Copy the rows below word for word, but leave out the pictures.
** begin Recorded information **
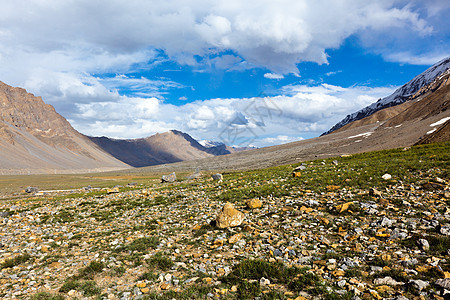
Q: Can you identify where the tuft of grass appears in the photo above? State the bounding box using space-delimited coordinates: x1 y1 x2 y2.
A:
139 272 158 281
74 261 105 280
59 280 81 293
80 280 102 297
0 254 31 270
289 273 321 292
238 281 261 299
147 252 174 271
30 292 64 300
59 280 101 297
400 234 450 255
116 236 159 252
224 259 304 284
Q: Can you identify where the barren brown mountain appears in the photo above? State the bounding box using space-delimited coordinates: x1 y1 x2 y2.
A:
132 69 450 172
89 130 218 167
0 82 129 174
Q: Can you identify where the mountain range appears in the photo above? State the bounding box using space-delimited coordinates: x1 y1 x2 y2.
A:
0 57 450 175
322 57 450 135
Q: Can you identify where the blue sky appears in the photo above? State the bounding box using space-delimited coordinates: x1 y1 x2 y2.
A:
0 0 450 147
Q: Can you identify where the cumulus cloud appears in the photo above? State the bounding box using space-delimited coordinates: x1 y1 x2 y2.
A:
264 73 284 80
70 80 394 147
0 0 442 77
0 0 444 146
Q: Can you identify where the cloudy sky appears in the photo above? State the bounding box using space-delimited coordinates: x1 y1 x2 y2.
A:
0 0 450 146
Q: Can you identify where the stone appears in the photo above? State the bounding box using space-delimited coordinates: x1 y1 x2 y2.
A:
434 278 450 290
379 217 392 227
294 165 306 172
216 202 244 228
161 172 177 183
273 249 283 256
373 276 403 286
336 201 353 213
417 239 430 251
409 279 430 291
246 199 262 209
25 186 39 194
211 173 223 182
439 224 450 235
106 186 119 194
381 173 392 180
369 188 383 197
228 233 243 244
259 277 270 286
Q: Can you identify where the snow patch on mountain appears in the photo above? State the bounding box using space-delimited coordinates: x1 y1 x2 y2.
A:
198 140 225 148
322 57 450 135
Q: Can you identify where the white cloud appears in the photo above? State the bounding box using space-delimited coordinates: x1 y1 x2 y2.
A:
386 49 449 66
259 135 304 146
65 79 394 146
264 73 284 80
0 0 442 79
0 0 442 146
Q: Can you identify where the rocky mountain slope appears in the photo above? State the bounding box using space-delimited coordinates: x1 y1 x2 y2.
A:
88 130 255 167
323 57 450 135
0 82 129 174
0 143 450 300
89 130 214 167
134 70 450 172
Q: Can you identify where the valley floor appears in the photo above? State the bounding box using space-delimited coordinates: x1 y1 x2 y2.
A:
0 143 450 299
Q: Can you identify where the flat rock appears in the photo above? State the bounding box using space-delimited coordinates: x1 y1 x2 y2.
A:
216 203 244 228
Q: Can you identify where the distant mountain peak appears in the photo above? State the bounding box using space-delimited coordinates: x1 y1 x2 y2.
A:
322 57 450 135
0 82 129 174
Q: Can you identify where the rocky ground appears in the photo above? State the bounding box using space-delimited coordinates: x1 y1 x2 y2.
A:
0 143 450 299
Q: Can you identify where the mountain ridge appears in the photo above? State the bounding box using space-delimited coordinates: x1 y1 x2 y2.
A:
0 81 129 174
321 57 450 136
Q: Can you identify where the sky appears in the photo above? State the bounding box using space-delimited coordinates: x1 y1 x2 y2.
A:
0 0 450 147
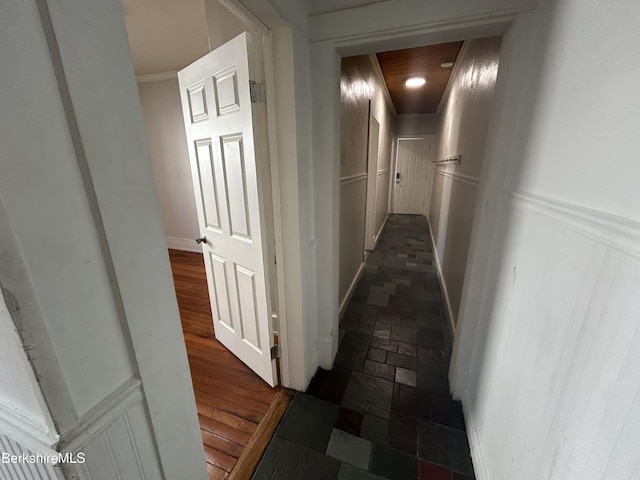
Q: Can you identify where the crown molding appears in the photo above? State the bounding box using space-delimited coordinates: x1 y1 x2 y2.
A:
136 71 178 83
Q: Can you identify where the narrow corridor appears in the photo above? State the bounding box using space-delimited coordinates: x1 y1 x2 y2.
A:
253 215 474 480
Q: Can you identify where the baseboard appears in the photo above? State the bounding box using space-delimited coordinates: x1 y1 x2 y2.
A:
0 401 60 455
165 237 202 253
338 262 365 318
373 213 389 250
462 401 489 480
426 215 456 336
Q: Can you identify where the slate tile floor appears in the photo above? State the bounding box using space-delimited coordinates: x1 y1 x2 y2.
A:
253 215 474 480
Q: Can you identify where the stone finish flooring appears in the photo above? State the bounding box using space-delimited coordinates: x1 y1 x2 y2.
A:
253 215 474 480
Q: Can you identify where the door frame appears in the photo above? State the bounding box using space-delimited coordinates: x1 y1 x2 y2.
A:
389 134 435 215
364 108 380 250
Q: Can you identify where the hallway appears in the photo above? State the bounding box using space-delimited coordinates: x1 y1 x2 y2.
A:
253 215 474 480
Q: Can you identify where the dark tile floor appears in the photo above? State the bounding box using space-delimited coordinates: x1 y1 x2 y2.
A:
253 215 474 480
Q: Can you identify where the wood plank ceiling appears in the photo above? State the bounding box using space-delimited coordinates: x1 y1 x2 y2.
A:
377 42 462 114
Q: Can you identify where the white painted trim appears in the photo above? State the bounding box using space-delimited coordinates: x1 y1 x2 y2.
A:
** end Recorded information **
:: Answer for this exercise ::
Q: Can you identify where the tuft of grass appears in the photo above? State the bounding box using space-delimited coordinates: x1 y1 x2 y2.
A:
139 272 158 281
74 261 105 280
59 280 81 293
80 280 102 297
0 254 31 270
289 273 321 292
238 281 261 299
147 252 174 271
30 292 64 300
59 280 101 297
400 234 450 255
116 236 159 252
224 259 304 284
Q: Can you identify where the barren brown mountain appears in the photo above? State the bounding box using space-delimited coordinates: x1 y1 x2 y2.
A:
132 69 450 172
89 130 218 167
0 82 129 174
Q: Can you identify where the mountain range appears in the photo above? State the bounding box using space-delimited coordinates: x1 y1 x2 y2.
A:
0 57 450 175
322 57 450 135
Q: Can you identify where the blue sky appears in the photo above? State the bounding box using space-delimited coordinates: x1 y1 x2 y2.
A:
0 0 450 147
Q: Can you identify where the cumulus cloud appears in the photo above? State the bounding box using space-delimited coordinates: x1 y1 x2 y2.
A:
264 73 284 80
70 80 394 147
0 0 442 77
0 0 444 146
Q: Can you identify where the cloudy sky appears in the photo above? State the bounding box using space-delimited coordinates: x1 y1 x2 y2.
A:
0 0 450 146
Q: Can you identify where the stone appears in the photo above? State the bounding box using space-delimited coordinates: x1 y1 x2 y2.
A:
434 278 450 290
379 217 392 227
294 165 306 172
216 202 244 228
161 172 177 183
273 249 283 256
373 276 403 286
336 201 353 213
417 239 430 251
409 279 430 291
246 199 262 209
25 186 39 194
211 173 223 182
439 224 450 235
106 186 119 194
381 173 392 180
369 188 383 197
228 233 243 244
259 277 270 286
Q: Can you identify where the snow patch on mountain appears in the photo above? State the bounding box using space-delimited coordinates: x1 y1 x2 y2.
A:
198 140 225 148
322 57 450 135
Q: Can you identify where the white cloud appears in the photo above? State the bounding box using space-delimited coordinates: x1 y1 x2 y2.
A:
386 49 449 66
259 135 304 146
65 79 394 146
264 73 284 80
0 0 442 79
0 0 442 146
Q: Can you identify where the rocky mountain slope appears in the photo above? State the bounding box using space-delimited coordinates: x1 y1 x2 y2.
A:
88 130 255 167
323 57 450 135
0 82 129 174
0 143 450 300
89 130 214 167
134 70 450 172
Q: Can you identify where the valley floor appears in the photo above? State the bounding box using space-delimited coordinates: x1 y1 x2 y2.
A:
0 143 450 299
Q: Can you identify where the flat rock appears in the photo above? State the bounding box using space-delimited coordinates: x1 y1 x2 y2.
A:
216 203 244 228
Q: Can you identify where the distant mountain peak appears in the photo above? State the bounding box using space-delimited coordinates: x1 y1 x2 y2.
A:
322 57 450 135
0 82 129 174
Q: Can you identify where the rocky ground appears in the photo above? State the bounding box using space-delimited coordinates: x1 y1 x2 y2.
A:
0 143 450 299
Q: Can you identify where the mountain ridge appears in the photo above? State the bounding box using space-delimited coordinates: x1 y1 x2 y2.
A:
0 81 129 174
321 57 450 136
Q: Can you identify where the sky appears in the photo above? State the bounding box using space-delimited coordinates: x1 y1 x2 y2.
A:
0 0 450 147
Q: Can you identify where the crown molding appears in the photo above? State the bounding box using space-delimited coordinates: x1 y1 x2 y2.
A:
136 71 178 83
Q: Can you identify where the narrow corridor appears in the photo above? State the bounding box using space-delimited coordinates: x1 y1 x2 y2.
A:
253 215 474 480
Q: Can you identify where the baseboard appears in the photo above? State the bounding box using space-delimited coordinates: x1 y1 x2 y2.
A:
0 401 60 455
165 237 202 253
338 262 365 318
373 213 389 250
462 401 489 480
426 215 456 336
Q: Can you identify where the slate tile floor appears in the photo above? State the bounding box using space-delimited coordinates: x1 y1 x2 y2.
A:
253 215 474 480
Q: Can you identify where the stone finish flooring appears in the photo above? State the bounding box using space-delimited coordinates: x1 y1 x2 y2.
A:
253 215 474 480
Q: Can you identify where the door frame appears in the photo above? State the bounding box using space-delimited coordinates: x1 y1 x2 y2.
A:
389 134 435 215
364 108 380 250
Q: Can you identify where the hallway appears in the photo above? State the bounding box using space-delimited coordinates: x1 y1 x2 y2.
A:
253 215 474 480
Q: Can you identify where the dark tile floor appears in the photo above? State the bounding box using space-delimited coordinates: x1 y1 x2 y2.
A:
253 215 474 480
Q: Can you identify where the wood plank ceiling appears in the photo above? State the bounding box using space-delimited coordinates: x1 y1 x2 y2.
A:
377 42 462 114
Q: Can you identify where the white painted trim appears in the photo above? State the bounding box using space-delimited coordinates: x1 y1 x2 y2.
A:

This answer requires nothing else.